Continue the forum thread on the full system freeze and NVIDIA drivers, picking up right after its final sentence.

• **Page excerpt**
>> start

Since I know from experience that nvidia drivers may causes problem here some info about them



dpkg -l | grep nvidia


ii nvidia-352 352.39-0ubuntu1 amd64 NVIDIA binary driver - version 352.39
ii nvidia-352-dev 352.39-0ubuntu1 amd64 NVIDIA binary Xorg driver development files
ii nvidia-352-uvm 352.39-0ubuntu1 amd64 Transitional package for nvidia-352
ii nvidia-modprobe 352.39-0ubuntu1 amd64 Load the NVIDIA kernel driver and create device files
ii nvidia-opencl-icd-352 352.39-0ubuntu1 amd64 NVIDIA OpenCL ICD
ii nvidia-prime 0.6.2 amd64 Tools to enable NVIDIA's Prime
ii nvidia-settings 352.39-0ubuntu1 amd64 Tool for configuring the NVIDIA graphics driver



I am using the cuda version downloaded from the website.

Well, I do not know what other info to post. In case you need something
else just ask that I will provide you the info by modifying this initial
post.

Thank you very much!

Andrea

EDIT:
Some additional info

head /proc/meminfo




MemTotal: 32848732 kB

MemFree: 29910436 kB

MemAvailable: 30962636 kB

Buffers: 87384 kB

Cached: 1144984 kB

SwapCached: 0 kB

Active: 2005888 kB

Inactive: 636344 kB

Active(anon): 1411404 kB

Inactive(anon): 48372 kB









free -m






total used free shared buffers cached

Mem: 32078 2871 29207 48 85 1118

-/+ buffers/cache: 1667 30411

Swap: 61033 0 61033





EDIT: more logs
Xorg.0.log: http://pastebin.com/tyunvemq

pm-powersave.log: http://pastebin.com/JVi3w2kY

kern.log: http://pastebin.com/12WTjjzi

lightdm.log: http://pastebin.com/Q7yK6Eg5
(http://pastebin.com/Q7yK6Eg5)

TheFu
October 19th, 2015, 03:32 PM
Ok.

First question - is this a GUI issue only? Can you connect to the system via ssh over the network? A GUI lockup happens much more often than a complete OS lockup. Troubleshooting is different.

Also, what does dmesg and the syslog show? The trick to access these post-lock-up is to boot off alternate media, mount the /var/log storage and view the files without booting the installed OS.

Mago Nick
October 19th, 2015, 03:41 PM
Hi,
Thank for your fast response. It seems to be a full OS freeze. I was listening to some audio when it freezed and also the audio stopped. I did not do how you suggested, as soon as it freezes again I will save the logs.

>> end

• **Supplied data**

>> start

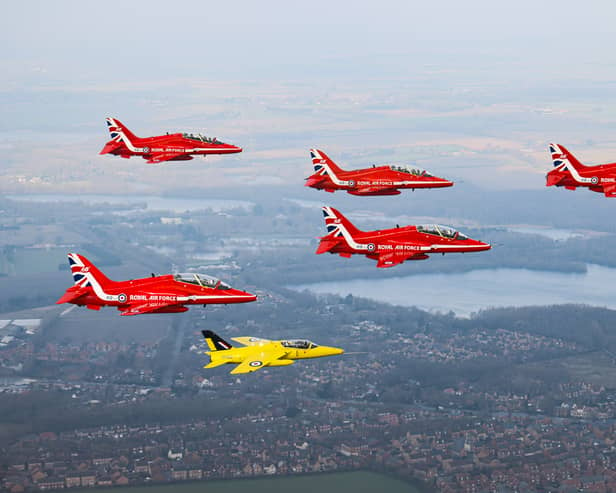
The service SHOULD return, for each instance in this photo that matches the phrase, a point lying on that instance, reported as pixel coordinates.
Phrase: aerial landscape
(351, 249)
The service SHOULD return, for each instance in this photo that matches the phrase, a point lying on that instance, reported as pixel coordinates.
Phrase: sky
(475, 75)
(137, 39)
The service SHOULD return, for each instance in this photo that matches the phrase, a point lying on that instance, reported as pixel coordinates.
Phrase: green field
(346, 482)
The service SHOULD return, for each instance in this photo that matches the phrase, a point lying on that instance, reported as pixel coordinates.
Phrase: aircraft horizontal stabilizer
(326, 245)
(71, 295)
(214, 364)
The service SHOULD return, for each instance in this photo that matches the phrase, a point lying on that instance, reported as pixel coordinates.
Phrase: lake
(151, 202)
(468, 292)
(346, 482)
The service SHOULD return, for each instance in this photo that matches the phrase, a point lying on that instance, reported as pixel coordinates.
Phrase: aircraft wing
(375, 191)
(250, 341)
(609, 190)
(150, 308)
(167, 156)
(390, 259)
(257, 360)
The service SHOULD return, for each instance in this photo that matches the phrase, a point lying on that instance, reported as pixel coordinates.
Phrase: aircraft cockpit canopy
(411, 170)
(202, 138)
(439, 230)
(298, 344)
(201, 280)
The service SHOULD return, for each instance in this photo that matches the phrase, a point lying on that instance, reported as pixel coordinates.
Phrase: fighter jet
(394, 246)
(257, 353)
(568, 172)
(156, 294)
(378, 180)
(170, 147)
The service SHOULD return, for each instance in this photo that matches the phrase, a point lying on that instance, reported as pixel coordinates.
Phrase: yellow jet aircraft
(257, 353)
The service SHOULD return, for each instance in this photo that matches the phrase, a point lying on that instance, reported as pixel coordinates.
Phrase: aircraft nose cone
(332, 351)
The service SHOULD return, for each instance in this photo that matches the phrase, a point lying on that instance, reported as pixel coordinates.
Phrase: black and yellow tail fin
(215, 342)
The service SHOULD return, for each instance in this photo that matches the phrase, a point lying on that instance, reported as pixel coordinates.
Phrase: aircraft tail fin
(119, 131)
(215, 342)
(323, 164)
(85, 273)
(339, 229)
(562, 157)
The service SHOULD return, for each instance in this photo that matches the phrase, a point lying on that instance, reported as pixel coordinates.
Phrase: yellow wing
(258, 359)
(251, 341)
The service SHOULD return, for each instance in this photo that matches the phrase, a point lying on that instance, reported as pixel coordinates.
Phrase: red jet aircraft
(160, 294)
(391, 247)
(568, 172)
(170, 147)
(378, 180)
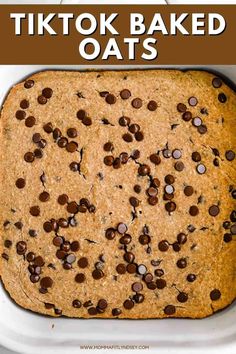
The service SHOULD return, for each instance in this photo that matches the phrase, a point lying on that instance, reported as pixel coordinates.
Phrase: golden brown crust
(208, 256)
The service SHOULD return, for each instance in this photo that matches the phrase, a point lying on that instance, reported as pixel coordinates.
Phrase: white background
(3, 350)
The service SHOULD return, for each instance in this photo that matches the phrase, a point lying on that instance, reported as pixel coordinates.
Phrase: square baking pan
(28, 333)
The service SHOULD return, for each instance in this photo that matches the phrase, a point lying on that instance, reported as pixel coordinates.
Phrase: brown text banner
(117, 34)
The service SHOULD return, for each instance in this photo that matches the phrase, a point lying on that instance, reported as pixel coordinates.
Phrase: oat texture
(118, 194)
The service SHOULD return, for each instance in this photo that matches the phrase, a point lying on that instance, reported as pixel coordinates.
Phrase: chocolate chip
(58, 241)
(197, 122)
(134, 202)
(188, 191)
(166, 153)
(152, 192)
(20, 115)
(124, 121)
(182, 297)
(169, 179)
(39, 261)
(138, 298)
(216, 82)
(70, 258)
(187, 116)
(144, 239)
(176, 247)
(110, 234)
(152, 106)
(181, 107)
(193, 210)
(169, 310)
(179, 166)
(116, 312)
(47, 92)
(137, 103)
(44, 196)
(83, 262)
(74, 246)
(163, 246)
(222, 97)
(214, 210)
(192, 101)
(201, 169)
(5, 256)
(76, 304)
(108, 160)
(125, 94)
(155, 158)
(97, 274)
(7, 243)
(144, 170)
(160, 283)
(129, 257)
(125, 240)
(176, 154)
(191, 278)
(35, 210)
(148, 278)
(159, 272)
(46, 282)
(65, 246)
(124, 157)
(127, 137)
(62, 142)
(202, 129)
(181, 263)
(62, 199)
(38, 153)
(233, 229)
(21, 247)
(29, 84)
(48, 128)
(128, 304)
(230, 155)
(116, 163)
(42, 100)
(134, 128)
(170, 206)
(215, 294)
(18, 225)
(72, 146)
(137, 287)
(20, 183)
(110, 99)
(121, 228)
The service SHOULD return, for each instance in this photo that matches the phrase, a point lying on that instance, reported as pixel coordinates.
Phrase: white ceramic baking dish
(28, 333)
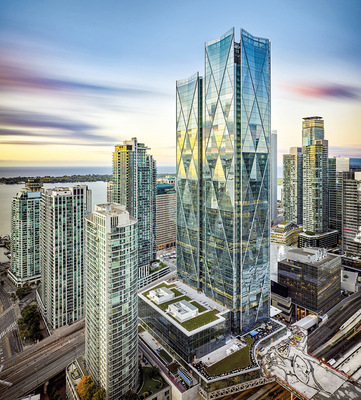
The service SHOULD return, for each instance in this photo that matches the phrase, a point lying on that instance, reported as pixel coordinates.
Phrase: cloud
(61, 128)
(331, 91)
(13, 76)
(51, 143)
(346, 151)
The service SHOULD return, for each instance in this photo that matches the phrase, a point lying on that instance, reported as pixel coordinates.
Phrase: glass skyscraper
(293, 186)
(223, 178)
(62, 213)
(111, 336)
(25, 234)
(135, 186)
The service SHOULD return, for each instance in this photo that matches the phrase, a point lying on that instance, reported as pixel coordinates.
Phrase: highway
(36, 365)
(325, 332)
(4, 298)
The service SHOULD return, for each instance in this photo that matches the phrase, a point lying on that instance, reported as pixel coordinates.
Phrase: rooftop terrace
(209, 312)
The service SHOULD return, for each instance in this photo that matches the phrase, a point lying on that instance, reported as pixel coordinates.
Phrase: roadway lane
(36, 365)
(325, 332)
(4, 298)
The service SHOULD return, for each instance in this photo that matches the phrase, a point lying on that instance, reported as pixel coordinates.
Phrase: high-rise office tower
(312, 129)
(135, 186)
(223, 177)
(315, 176)
(273, 169)
(25, 259)
(166, 215)
(111, 336)
(62, 212)
(336, 167)
(315, 187)
(293, 185)
(351, 213)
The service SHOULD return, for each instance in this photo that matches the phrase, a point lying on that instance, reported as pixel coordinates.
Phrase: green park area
(240, 359)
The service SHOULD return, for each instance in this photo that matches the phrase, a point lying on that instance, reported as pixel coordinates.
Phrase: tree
(99, 394)
(153, 372)
(87, 389)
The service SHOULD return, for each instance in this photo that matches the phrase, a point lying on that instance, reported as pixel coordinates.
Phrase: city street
(37, 364)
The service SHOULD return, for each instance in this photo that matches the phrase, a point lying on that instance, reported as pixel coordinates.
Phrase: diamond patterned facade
(232, 179)
(189, 139)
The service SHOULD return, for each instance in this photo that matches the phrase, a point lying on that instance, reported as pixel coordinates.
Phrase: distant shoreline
(65, 178)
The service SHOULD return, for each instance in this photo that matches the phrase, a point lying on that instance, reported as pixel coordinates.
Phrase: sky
(78, 77)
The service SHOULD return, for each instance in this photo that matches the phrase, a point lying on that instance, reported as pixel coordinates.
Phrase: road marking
(11, 327)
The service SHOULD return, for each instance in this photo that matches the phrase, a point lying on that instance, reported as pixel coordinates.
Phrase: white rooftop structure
(161, 295)
(183, 310)
(307, 322)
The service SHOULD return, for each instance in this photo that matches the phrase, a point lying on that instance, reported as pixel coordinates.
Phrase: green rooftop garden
(164, 306)
(177, 292)
(240, 359)
(201, 320)
(193, 323)
(166, 357)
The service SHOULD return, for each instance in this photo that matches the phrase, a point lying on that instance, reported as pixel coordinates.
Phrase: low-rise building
(197, 331)
(313, 279)
(323, 240)
(286, 233)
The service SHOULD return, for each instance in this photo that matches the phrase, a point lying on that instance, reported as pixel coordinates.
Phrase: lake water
(8, 172)
(99, 189)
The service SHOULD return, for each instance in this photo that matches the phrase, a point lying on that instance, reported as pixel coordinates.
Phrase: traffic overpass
(35, 366)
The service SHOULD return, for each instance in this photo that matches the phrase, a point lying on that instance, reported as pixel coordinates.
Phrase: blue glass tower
(223, 245)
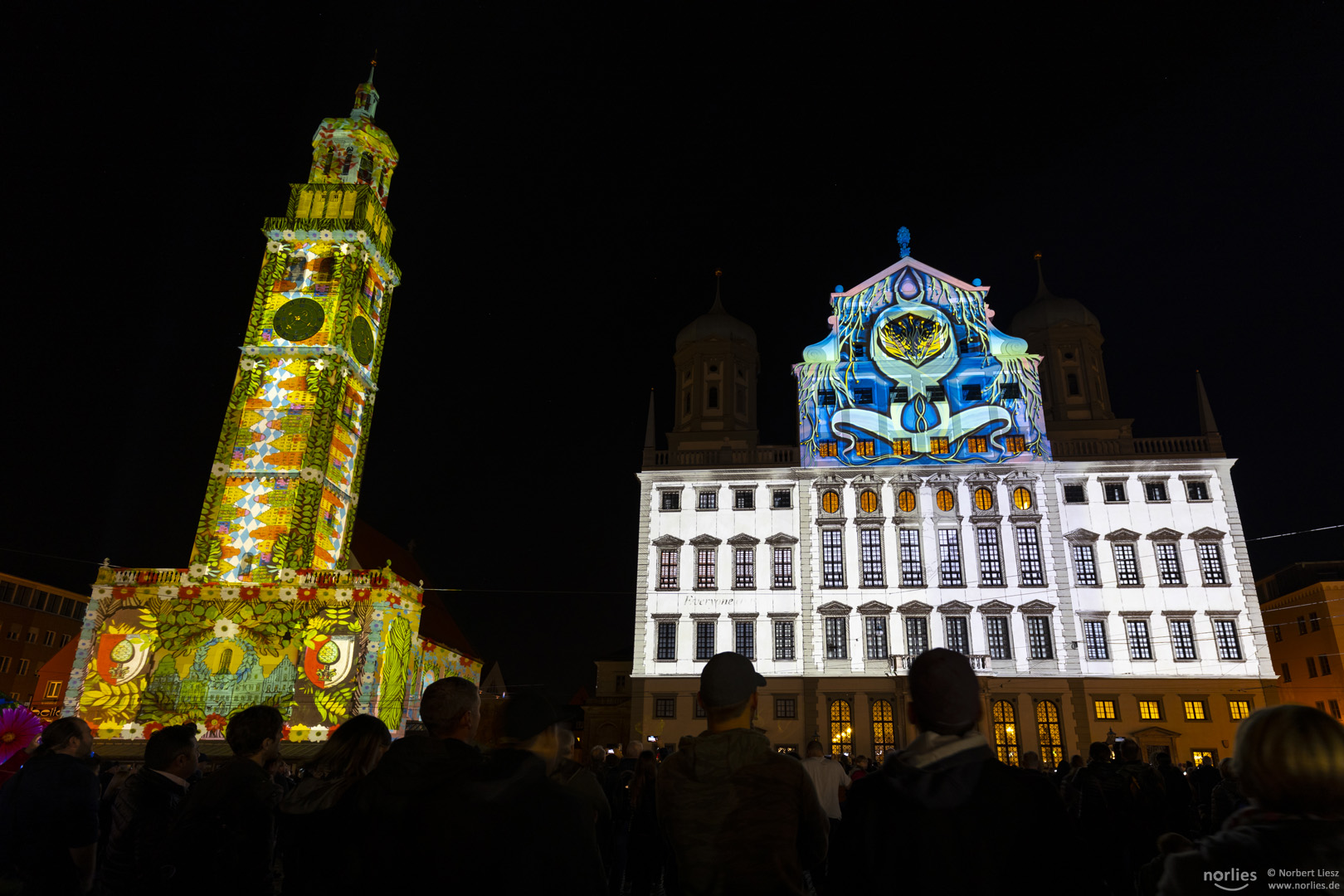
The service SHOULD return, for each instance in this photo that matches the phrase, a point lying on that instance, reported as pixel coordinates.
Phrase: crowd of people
(721, 813)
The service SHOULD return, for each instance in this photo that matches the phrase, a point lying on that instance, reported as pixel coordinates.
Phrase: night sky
(572, 178)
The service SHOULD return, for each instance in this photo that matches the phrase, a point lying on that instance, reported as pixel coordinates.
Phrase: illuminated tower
(285, 480)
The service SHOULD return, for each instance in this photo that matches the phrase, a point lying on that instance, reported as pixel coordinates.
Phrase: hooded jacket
(741, 817)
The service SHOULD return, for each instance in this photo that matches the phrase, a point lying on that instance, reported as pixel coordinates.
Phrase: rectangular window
(875, 631)
(1183, 640)
(668, 575)
(784, 567)
(836, 638)
(957, 638)
(871, 544)
(1168, 563)
(1038, 637)
(996, 629)
(745, 638)
(1094, 631)
(704, 640)
(991, 562)
(917, 635)
(1140, 648)
(704, 577)
(1225, 635)
(832, 559)
(1029, 557)
(667, 641)
(1085, 564)
(912, 564)
(743, 568)
(949, 558)
(1127, 564)
(784, 638)
(1211, 563)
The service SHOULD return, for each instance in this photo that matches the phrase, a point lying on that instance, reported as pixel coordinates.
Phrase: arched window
(1047, 728)
(841, 727)
(1006, 731)
(884, 728)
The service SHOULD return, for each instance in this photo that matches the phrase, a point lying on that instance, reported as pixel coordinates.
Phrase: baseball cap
(728, 680)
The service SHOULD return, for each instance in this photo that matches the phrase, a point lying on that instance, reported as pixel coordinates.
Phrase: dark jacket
(934, 798)
(225, 837)
(739, 817)
(138, 840)
(1255, 841)
(49, 807)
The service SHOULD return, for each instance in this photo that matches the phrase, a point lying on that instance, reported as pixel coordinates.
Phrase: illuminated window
(1006, 731)
(884, 728)
(996, 631)
(1049, 733)
(784, 638)
(832, 559)
(668, 572)
(667, 641)
(841, 727)
(784, 567)
(838, 638)
(991, 562)
(875, 637)
(869, 543)
(912, 563)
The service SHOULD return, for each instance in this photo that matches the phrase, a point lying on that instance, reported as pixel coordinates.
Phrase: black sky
(572, 178)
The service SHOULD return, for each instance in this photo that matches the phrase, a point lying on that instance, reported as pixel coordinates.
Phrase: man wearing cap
(964, 818)
(739, 817)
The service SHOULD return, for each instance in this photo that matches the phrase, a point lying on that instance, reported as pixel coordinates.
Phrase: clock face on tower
(362, 340)
(299, 319)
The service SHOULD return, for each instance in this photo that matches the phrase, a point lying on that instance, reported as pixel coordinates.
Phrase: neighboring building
(272, 606)
(37, 621)
(1098, 590)
(1305, 627)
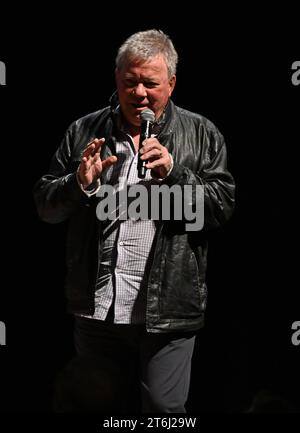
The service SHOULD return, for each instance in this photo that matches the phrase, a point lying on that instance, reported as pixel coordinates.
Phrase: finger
(109, 161)
(93, 147)
(154, 153)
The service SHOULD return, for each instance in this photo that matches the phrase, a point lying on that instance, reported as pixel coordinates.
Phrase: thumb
(109, 161)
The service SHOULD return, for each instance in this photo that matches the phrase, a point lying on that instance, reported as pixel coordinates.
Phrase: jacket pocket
(199, 285)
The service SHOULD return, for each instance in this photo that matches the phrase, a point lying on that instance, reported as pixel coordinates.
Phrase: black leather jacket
(176, 297)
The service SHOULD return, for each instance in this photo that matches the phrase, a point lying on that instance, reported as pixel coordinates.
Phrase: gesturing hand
(91, 165)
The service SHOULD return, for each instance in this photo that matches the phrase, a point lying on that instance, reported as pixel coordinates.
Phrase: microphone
(147, 118)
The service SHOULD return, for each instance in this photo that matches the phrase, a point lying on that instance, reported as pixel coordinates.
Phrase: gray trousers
(149, 372)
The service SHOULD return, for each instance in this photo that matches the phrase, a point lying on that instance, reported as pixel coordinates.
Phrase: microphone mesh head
(147, 115)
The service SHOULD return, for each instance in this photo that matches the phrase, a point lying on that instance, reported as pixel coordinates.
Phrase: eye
(130, 83)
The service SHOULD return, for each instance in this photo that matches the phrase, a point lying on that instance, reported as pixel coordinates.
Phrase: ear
(172, 83)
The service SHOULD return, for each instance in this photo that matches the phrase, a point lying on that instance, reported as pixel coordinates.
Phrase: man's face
(144, 84)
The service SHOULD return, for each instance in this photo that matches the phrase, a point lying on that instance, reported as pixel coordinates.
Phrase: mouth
(140, 107)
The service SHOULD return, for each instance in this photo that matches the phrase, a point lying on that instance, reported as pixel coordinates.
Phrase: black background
(235, 69)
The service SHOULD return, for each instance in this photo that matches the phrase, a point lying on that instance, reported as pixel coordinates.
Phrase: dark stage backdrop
(236, 72)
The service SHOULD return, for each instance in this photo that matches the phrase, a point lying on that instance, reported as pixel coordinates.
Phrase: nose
(140, 90)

>> end

• **Task answer**
Mago Nick
October 22nd, 2015, 05:51 PM
Hi,
Since the problem showed up twice today I had the occasion to gather the information you have asked. I added in the first post so it easy to find them for the other users.
thank you
Andrea

TheFu
October 22nd, 2015, 06:41 PM
Thanks.

I don't see anything wrong in those files. That's good and bad. Good because some hardware doesn't seem to be breaking. Bad because we have to guess at answers.

If you are willing to post more data, I've created a system info gathering script. http://blog.jdpfu.com/sysinfo Just post the URL created. Mainly want to know the amount of RAM and swap use. I found on a low-RAM system that lockups happened due to out-of-RAM situations. By increasing the swap partition, those lockups all stopped. Completely.

Mago Nick
October 22nd, 2015, 06:51 PM
Hi the link does not seem to work.
The ram is 32GB and the Swap in use is 0.
If you would like me to execute any command to gather info, I am here.

Probably is not really related to the desktop environment as I thought. Should this conversation be moved in a more appropriate place?

TheFu
October 22nd, 2015, 07:44 PM
0 swap? On a desktop? Don't think I'd do that. 32G? Really? None of my servers have that much RAM, but we don't run windows or geospatial DBs either.

$ head /proc/meminfo
$ free -m
Please post the output from those cmds. I'd be really surprised if more than 4G were used.

BTW, my last "desktop" build cost US$146 and easily runs multiple VMs.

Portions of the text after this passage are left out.